-- start --

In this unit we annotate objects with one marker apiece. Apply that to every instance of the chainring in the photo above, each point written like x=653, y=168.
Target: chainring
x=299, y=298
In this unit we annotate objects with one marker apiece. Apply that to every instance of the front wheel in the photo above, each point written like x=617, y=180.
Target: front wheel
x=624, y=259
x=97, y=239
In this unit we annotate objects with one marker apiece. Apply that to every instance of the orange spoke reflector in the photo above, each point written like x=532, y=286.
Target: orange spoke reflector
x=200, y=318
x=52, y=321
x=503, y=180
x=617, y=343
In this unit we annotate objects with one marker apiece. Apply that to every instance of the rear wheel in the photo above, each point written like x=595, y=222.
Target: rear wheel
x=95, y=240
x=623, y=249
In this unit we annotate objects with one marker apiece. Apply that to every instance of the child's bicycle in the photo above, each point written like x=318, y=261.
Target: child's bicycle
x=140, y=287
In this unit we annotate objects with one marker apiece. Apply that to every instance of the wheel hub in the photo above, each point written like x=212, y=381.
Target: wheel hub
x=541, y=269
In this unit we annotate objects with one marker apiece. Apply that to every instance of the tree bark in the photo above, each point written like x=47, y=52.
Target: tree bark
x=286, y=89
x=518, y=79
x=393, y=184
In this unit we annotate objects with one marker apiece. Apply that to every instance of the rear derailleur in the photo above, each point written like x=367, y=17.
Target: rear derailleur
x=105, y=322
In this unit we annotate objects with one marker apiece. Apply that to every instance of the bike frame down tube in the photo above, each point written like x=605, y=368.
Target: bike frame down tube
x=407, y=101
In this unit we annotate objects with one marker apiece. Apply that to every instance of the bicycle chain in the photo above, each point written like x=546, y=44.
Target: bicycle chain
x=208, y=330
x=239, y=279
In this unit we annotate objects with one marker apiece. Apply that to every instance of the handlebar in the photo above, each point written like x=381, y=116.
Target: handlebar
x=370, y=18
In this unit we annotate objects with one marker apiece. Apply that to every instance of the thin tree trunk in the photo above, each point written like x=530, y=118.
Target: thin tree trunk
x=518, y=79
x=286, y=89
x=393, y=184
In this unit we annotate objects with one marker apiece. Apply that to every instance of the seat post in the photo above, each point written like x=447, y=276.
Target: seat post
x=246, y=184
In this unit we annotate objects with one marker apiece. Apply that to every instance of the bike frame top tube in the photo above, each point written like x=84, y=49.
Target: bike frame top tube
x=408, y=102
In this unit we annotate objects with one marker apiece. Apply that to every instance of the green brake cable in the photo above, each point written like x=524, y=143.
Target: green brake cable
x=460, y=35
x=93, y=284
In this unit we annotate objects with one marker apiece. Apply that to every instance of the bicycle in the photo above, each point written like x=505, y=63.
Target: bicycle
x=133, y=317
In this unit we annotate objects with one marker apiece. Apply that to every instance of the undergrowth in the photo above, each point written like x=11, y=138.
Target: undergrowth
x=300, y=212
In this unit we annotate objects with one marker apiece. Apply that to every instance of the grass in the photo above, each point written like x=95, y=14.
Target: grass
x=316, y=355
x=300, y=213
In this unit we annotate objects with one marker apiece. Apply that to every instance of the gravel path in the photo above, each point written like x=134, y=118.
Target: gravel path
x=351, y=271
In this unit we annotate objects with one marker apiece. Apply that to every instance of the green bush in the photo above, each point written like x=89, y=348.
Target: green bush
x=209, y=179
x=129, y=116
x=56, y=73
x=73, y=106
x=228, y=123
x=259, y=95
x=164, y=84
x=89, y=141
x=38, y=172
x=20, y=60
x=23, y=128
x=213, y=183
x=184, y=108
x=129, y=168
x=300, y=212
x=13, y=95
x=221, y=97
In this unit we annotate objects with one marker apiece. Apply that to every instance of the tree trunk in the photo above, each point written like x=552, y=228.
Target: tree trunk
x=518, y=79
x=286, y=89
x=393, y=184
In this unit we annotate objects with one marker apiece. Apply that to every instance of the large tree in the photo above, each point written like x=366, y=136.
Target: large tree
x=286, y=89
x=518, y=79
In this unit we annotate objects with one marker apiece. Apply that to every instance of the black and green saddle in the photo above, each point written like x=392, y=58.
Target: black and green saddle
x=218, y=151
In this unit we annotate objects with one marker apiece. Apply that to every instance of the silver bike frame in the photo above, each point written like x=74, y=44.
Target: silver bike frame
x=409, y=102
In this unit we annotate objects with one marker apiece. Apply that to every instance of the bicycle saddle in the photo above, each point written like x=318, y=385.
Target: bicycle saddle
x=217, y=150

-- end --

GIVEN INSTRUCTION: Rewrite the lines from the one with "like x=318, y=385." up to and including the last line, raising every x and y value on the lines that hold only a point by 39. Leave the sample point after "like" unchanged.

RESPONSE TO THE EXERCISE:
In this unit we annotate objects with one marker apiece. Apply that to every instance of the bicycle saddle in the photo above, each point written like x=318, y=385.
Target: bicycle saddle
x=256, y=189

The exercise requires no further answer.